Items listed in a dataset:
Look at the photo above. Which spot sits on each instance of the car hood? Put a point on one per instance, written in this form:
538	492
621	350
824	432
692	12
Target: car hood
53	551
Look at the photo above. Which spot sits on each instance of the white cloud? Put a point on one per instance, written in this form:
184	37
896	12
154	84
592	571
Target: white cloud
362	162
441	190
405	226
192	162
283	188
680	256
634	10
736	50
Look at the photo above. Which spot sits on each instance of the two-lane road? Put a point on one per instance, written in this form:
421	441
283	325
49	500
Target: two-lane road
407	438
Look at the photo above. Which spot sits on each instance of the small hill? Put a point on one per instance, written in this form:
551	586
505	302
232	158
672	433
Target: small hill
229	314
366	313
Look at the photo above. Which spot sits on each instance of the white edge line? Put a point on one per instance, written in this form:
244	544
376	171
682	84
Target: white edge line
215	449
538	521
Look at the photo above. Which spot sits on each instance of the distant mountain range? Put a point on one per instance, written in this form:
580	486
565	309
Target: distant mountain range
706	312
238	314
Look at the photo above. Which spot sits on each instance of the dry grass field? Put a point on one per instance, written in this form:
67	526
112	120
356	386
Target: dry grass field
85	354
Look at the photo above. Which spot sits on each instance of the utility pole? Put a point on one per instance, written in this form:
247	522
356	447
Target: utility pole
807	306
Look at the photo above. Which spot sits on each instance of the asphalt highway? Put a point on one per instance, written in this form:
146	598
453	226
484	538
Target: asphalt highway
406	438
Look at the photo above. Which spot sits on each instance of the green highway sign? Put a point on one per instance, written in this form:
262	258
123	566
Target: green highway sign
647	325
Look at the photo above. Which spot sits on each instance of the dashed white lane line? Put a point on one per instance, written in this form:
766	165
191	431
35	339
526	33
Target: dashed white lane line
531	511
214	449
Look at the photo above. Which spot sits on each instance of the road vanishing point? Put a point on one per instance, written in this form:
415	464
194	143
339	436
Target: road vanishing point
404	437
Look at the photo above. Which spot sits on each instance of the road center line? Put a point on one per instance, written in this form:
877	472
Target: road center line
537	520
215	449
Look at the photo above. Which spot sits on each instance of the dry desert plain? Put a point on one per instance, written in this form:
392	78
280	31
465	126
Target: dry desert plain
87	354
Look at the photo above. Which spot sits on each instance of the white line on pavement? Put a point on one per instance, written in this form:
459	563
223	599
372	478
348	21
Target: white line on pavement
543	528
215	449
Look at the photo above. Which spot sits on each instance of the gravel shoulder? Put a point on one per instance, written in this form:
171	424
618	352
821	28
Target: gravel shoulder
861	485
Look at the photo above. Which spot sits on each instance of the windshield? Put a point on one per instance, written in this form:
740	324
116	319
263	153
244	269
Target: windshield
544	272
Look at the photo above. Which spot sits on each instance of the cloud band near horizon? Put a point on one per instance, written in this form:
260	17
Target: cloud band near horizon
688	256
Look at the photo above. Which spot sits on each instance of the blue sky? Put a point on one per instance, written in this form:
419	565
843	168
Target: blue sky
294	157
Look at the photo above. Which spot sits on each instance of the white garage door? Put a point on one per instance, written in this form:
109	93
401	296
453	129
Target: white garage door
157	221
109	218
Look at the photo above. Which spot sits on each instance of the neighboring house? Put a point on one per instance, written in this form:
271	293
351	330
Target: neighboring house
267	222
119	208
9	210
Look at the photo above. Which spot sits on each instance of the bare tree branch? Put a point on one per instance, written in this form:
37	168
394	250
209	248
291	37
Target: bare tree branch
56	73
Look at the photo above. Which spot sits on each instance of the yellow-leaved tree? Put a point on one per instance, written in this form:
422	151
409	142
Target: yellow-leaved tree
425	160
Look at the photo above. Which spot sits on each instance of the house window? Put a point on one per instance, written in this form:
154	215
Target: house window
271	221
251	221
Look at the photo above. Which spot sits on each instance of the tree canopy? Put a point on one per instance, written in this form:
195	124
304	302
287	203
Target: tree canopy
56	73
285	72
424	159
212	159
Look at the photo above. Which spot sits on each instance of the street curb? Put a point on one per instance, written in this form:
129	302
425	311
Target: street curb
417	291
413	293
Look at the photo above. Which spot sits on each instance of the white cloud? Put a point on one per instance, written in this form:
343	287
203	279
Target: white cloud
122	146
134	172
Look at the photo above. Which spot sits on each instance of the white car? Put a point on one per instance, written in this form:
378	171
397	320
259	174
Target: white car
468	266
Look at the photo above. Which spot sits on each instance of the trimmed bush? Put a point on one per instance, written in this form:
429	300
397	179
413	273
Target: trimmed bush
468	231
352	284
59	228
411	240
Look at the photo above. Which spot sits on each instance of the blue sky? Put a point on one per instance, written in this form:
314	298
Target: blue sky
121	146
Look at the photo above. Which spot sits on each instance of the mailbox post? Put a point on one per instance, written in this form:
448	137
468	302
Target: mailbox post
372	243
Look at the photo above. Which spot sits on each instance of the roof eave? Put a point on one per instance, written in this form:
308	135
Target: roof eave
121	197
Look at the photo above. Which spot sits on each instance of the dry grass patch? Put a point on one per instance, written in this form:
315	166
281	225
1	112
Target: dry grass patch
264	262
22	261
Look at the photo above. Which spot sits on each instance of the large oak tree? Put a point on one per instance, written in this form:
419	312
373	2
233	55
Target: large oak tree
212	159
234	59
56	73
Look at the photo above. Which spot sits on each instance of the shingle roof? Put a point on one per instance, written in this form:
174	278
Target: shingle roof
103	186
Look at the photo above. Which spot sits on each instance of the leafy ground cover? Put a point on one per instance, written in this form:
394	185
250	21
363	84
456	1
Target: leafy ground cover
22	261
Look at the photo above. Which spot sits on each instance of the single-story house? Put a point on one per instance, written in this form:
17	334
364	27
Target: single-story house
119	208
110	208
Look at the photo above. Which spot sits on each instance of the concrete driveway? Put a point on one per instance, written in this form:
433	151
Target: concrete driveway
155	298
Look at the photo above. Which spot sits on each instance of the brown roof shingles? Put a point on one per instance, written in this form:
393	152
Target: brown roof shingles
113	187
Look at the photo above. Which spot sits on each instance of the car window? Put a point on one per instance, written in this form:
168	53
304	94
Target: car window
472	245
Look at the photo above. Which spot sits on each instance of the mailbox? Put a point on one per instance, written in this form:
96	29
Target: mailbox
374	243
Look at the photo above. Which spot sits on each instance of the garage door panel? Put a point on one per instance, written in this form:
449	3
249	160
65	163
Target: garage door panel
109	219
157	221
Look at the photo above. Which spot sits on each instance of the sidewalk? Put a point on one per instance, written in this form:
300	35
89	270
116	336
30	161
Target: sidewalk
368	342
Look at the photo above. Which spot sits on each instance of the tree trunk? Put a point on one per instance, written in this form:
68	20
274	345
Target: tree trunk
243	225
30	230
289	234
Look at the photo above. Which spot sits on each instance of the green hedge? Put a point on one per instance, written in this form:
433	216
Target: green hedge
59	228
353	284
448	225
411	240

== Requirement ==
Change "Put a point" to "Place a point" everywhere it occurs in the data above, leaving every other line unchanged.

== Answer in full ==
Look at the photo above. Which spot sits on each instance of the car hood? Place a point on one per instance, written in this form:
538	492
621	350
824	432
692	12
Target: car hood
53	551
Look at the photo above. Which spot sits on each instance of the white cloud? Place a point on one per instance, written in this form:
184	37
896	12
154	84
592	571
Target: white cloud
362	162
441	190
405	226
192	162
283	188
680	256
634	10
736	50
Look at the photo above. Which spot sits on each instance of the two-lane road? Place a point on one per instance, written in this form:
421	441
283	325
49	500
Target: two-lane road
407	438
Look at the photo above. Which spot sits on each instance of the small hill? Place a point on one per instance, written in this form:
551	586
505	302
232	158
672	433
Target: small hill
229	314
366	313
Look at the photo above. Which spot sits on each instance of the white edge line? Place a point on one per instance, written in this form:
244	544
376	171
682	84
Target: white edge line
215	449
538	521
Look at the photo above. Which spot sits on each instance of the distant mountain range? Place a point on one per instance, written in this form:
580	486
565	309
Target: distant mountain range
706	312
238	314
Look at the photo above. Which spot sits on each instance of the dry grass field? Place a point on one per instance, written in this form:
67	526
112	120
356	386
Target: dry grass field
85	354
Look at the photo above. Which spot sits on each instance of the utility pole? Place a point on one per instance, written in this form:
247	522
356	447
Target: utility pole
807	306
Look at the photo above. Which spot sits on each instance of the asphalt highway? Place a point on one per instance, written in this form:
146	598
453	226
484	538
Target: asphalt highway
406	438
Look at the photo above. Which spot sits on each instance of the green highway sign? Place a point on one per instance, written in this form:
262	258
123	566
Target: green highway sign
647	325
Look at the photo above. Which spot sits on each instance of the dashed white lane line? Place a point on one per instance, written in this form:
766	165
191	431
35	339
526	33
Target: dashed white lane line
531	511
214	449
Look at the photo above. Which spot sits on each instance of the road vanishing point? Place a point on one per instance, written in this form:
415	464
194	143
339	436
Target: road vanishing point
404	437
Look at the photo above. Which spot sits on each instance of the road center line? Place a point on one per instance, written in this form:
877	472
Target: road center line
537	520
215	449
Look at the photo above. Which spot sits on each instance of the dry desert plain? Place a point on one per instance, written in this form:
392	78
280	31
465	126
Target: dry desert plain
87	354
Look at the photo above. Which spot sits on each instance of the white line on pavement? Place a point on one per instance, written in this form:
459	563
223	599
372	478
348	21
Target: white line on pavement
543	528
215	449
Look at the photo above. Which spot sits on each instance of the gravel shoulder? Place a point on one per instance, written in this form:
171	424
618	352
821	28
Target: gravel shoulder
861	485
Look at the photo above. Which spot sits on each instance of the windshield? Place a point on one per instance, written in this form:
740	324
116	319
263	153
244	269
Target: windshield
544	272
Look at the photo above. Which spot sits on each instance of the cloud band near horizon? Place a point on one per instance, written in this form:
260	17
Target: cloud band near horizon
688	256
Look at the photo above. Which spot sits on each instance of the blue sky? Place a point on one per instance, written in this form:
419	565
843	168
Target: blue sky
294	157
Look at the photo above. Which spot sits on each instance of the white garage door? Place a point on one per instance, written in this form:
109	93
401	296
453	129
Target: white garage door
157	221
109	218
Look at the photo above. Which spot sits on each instance of the neighboring house? Place a point on one per instance, written in this form:
271	293
351	330
Target: neighboring house
267	222
119	208
9	210
Look at the photo above. Which spot sits on each instance of the bare tree branch? Place a point on one per instance, written in this form:
37	168
394	250
209	248
291	37
Target: bare tree branch
56	73
Look at the photo above. Which spot sits on each instance of the yellow-leaved tree? Place a point on one per instance, written in this form:
422	151
409	142
Target: yellow-leaved tree
425	160
Look at the photo above. Which spot sits on each instance of the house window? Place a point on one per instance, written in this form:
154	215
Target: house window
271	221
251	221
Look at the photo above. Which spot sits on each instance of the tree canopy? Place a point on one per instance, written in this form:
195	124
304	302
287	203
Target: tree canopy
56	73
285	72
424	159
212	159
Look at the photo above. Which spot sits on each instance of the street curb? Place a point on one per instance, written in this form:
129	302
425	311
Target: street curb
417	291
413	293
Look at the photo above. Which spot sits on each instance of the white cloud? Place a point on one per instance, written in this form:
343	287
203	279
Target: white cloud
122	146
134	172
Look at the photo above. Which spot sits on each instance of the white car? Place a point on one per instance, written in this form:
378	171
397	320
259	174
Target: white car
468	266
Look at the photo above. Which spot sits on each instance of the trimmed bush? Place a point on one per instance, written in this form:
429	300
397	179
413	273
Target: trimmed bush
468	231
352	284
59	228
411	240
Look at the photo above. Which spot sits on each instance of the blue sky? Place a point on one per instance, written in this form:
314	298
Target: blue sky
121	146
Look at the photo above. Which spot sits on each instance of the mailbox post? Place a point on one per instance, written in this form:
448	137
468	302
Target: mailbox post
372	243
Look at the photo above. Which spot sits on each instance of the roof eave? Place a point on one per instance, written in this form:
308	135
Target: roof eave
121	197
Look at the photo above. Which spot sits on each instance of the dry grass patch? Place a point on one per instance, written in this form:
315	166
281	225
1	112
Target: dry grass patch
264	262
22	261
Look at the photo above. Which spot sits on each instance of the large oak tree? Place a point on one per instance, written in this form:
419	312
373	2
233	55
Target: large oak tree
212	159
234	59
56	73
Look at the photo above. Which spot sits on each instance of the shingle roof? Place a point on one per instance, written in this form:
174	278
Target: shingle roof
103	186
Look at the photo above. Which spot sits on each instance of the leafy ground cover? Place a point on one per instance, written in this form:
394	185
250	21
363	84
456	1
Target: leafy ground cover
22	261
Look at the photo above. Which spot sits on each instance of the single-story house? Place a point on one per instance, written in this form:
17	334
364	27
Target: single-story house
119	208
110	208
Look at the photo above. Which spot sits on each instance of the concrete driveway? Place a point on one per instance, written in this form:
433	151
Target: concrete driveway
155	298
Look at the photo above. Which spot sits on each instance of the brown roof shingles? Place a point on one per instance, written in this form:
393	152
Target: brown roof shingles
113	187
Look at the photo above. Which spot sits on each instance of the car window? Place a point on one per instance, written in this form:
168	53
304	94
Target: car window
472	245
Look at the photo above. Which spot sits on each instance of the mailbox? Place a point on one per instance, written in this form:
96	29
Target: mailbox
374	243
Look at the photo above. Which spot sits on each instance of the garage door panel? Place a point on one per instance, written in this form:
449	3
249	160
65	163
Target: garage door panel
109	219
157	221
Look at the photo above. Which spot sits on each instance of the sidewalk? Place a point on one per instance, written in this form:
300	35
89	270
116	336
30	161
Target: sidewalk
368	342
Look at the photo above. Which spot sits on each instance of the tree trunk? Place a point on one per instance, written in this form:
68	20
274	345
Target: tree trunk
243	225
30	230
289	234
Look at the photo above. Which spot sits on each instance of the green hedge? Place a point on one per instance, written in this form:
433	216
Target: green hedge
59	228
353	284
448	225
411	240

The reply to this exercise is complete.